>> BEGIN The data

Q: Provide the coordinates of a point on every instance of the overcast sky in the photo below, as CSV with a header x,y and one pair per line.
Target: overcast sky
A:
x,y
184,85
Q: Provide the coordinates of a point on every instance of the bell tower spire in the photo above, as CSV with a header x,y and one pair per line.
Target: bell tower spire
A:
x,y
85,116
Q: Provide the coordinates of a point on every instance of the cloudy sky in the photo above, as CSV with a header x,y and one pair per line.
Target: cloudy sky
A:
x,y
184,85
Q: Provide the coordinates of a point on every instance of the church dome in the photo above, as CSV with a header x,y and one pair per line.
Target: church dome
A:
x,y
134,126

>> END The data

### Given task
Write out all the lines above again, switching every "coordinates" to "location" and leaving everything else the same.

### Written response
Q: Provide the location of a point on every instance of the overcast sky in the photo below, as CSV with a header x,y and one pair per line.
Target: overcast sky
A:
x,y
184,85
Q: Provide the location of a point on every instance of the bell tower spire in the photo above, as CSV with a header x,y and one pair per line.
Target: bell tower spire
A:
x,y
85,116
Q: Provide the location of a point on every instance of the cloudy sky in the photo above, as CSV with a header x,y and one pair per line.
Target: cloudy sky
A:
x,y
184,85
Q: Provide the location of a point on every instance of the church dome in the photo above, as CSV with a header x,y and one pair per line.
Target: church dome
A:
x,y
134,126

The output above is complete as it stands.